- PROVIDED RECORDS -
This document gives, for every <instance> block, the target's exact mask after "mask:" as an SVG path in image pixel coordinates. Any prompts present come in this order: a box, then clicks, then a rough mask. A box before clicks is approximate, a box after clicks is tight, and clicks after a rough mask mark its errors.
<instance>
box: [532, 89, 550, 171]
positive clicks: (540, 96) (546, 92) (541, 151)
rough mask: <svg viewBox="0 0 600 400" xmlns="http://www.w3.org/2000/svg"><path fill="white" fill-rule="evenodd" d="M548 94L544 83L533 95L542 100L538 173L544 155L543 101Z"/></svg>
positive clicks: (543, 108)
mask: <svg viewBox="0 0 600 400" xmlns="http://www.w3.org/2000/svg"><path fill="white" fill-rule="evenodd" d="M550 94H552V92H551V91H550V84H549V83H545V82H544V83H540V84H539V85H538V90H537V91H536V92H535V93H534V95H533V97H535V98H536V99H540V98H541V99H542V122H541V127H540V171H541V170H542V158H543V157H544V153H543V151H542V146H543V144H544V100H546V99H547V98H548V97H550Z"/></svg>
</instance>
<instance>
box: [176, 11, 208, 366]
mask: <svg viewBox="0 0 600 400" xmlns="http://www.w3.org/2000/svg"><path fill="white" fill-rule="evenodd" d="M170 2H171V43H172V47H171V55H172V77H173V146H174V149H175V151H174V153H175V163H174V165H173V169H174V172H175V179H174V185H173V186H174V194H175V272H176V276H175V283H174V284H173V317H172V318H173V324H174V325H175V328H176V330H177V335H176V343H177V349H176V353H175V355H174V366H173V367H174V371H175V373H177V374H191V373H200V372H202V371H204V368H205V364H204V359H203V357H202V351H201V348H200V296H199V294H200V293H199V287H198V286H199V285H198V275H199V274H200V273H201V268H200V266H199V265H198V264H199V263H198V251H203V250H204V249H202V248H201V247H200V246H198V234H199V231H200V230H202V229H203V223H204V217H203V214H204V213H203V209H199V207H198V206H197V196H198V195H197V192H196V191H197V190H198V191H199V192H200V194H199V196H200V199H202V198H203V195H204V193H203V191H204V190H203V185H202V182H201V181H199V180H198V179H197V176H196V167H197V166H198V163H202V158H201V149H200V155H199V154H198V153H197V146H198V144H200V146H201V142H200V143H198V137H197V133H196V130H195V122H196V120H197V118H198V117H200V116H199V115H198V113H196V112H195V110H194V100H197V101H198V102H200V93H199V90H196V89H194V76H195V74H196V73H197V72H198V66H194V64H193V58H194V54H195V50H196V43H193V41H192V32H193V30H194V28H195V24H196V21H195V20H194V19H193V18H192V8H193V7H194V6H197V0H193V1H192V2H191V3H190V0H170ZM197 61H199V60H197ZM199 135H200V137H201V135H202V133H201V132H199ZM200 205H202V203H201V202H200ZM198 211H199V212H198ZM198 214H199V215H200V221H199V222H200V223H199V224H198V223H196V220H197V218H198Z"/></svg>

- WHAT YOU HAVE TO DO -
All of the data above needs to be set down again exactly. Include every line.

- ANSWER SPACE -
This document gives, for every <instance> block, the target's exact mask after "mask:" as an SVG path in image pixel coordinates. Any prompts present come in this order: a box, then clicks, then a rough mask. A box before clicks is approximate, a box after clicks is tight, and clicks after a rough mask mark its errors.
<instance>
box: [532, 89, 550, 171]
positive clicks: (540, 96) (546, 92) (541, 151)
rough mask: <svg viewBox="0 0 600 400" xmlns="http://www.w3.org/2000/svg"><path fill="white" fill-rule="evenodd" d="M548 94L544 83L533 95L542 100L538 173L544 155L543 101Z"/></svg>
positive clicks: (543, 108)
mask: <svg viewBox="0 0 600 400" xmlns="http://www.w3.org/2000/svg"><path fill="white" fill-rule="evenodd" d="M550 94H552V92H551V91H550V84H549V83H545V82H544V83H540V84H539V85H538V90H537V91H536V92H535V93H534V95H533V97H535V98H536V99H540V98H541V99H542V122H541V127H540V171H541V170H542V158H543V157H544V153H543V151H542V146H543V144H544V100H546V99H547V98H548V97H550Z"/></svg>
</instance>
<instance>
box: [176, 11, 208, 366]
mask: <svg viewBox="0 0 600 400" xmlns="http://www.w3.org/2000/svg"><path fill="white" fill-rule="evenodd" d="M170 2H171V43H172V47H171V55H172V77H173V146H174V149H175V151H174V153H175V163H174V165H173V169H174V172H175V179H174V185H173V186H174V194H175V272H176V276H175V283H174V284H173V317H172V318H173V324H174V325H175V328H176V330H177V335H176V343H177V349H176V353H175V355H174V366H173V367H174V371H175V373H177V374H191V373H200V372H202V371H204V368H205V364H204V359H203V357H202V351H201V348H200V296H199V294H200V293H199V287H198V286H199V285H198V275H199V274H200V273H201V268H200V266H199V265H198V264H199V263H198V251H203V250H204V249H202V248H201V247H200V246H198V234H199V231H200V230H202V229H203V223H204V217H203V214H204V213H203V209H199V207H198V206H197V196H198V195H197V192H196V191H197V190H198V191H199V192H200V194H199V196H200V199H202V198H203V195H204V193H203V191H204V190H203V185H202V182H201V181H199V180H198V179H197V176H196V167H197V166H198V163H202V158H201V149H200V155H199V154H198V153H197V146H198V144H200V146H201V142H200V143H198V137H197V133H196V130H195V122H196V120H197V118H198V117H200V116H199V115H198V113H196V112H195V110H194V100H197V101H198V102H200V93H199V90H196V89H194V76H195V74H196V73H197V72H198V66H194V64H193V58H194V54H195V50H196V43H193V41H192V32H193V30H194V28H195V24H196V21H195V20H194V19H193V18H192V8H193V7H194V6H197V0H193V1H192V2H191V3H190V0H170ZM197 61H199V60H197ZM199 135H200V137H201V135H202V133H201V132H199ZM200 205H202V203H201V202H200ZM198 211H199V212H198ZM198 214H199V215H200V221H199V222H200V223H199V224H198V223H196V220H197V218H198Z"/></svg>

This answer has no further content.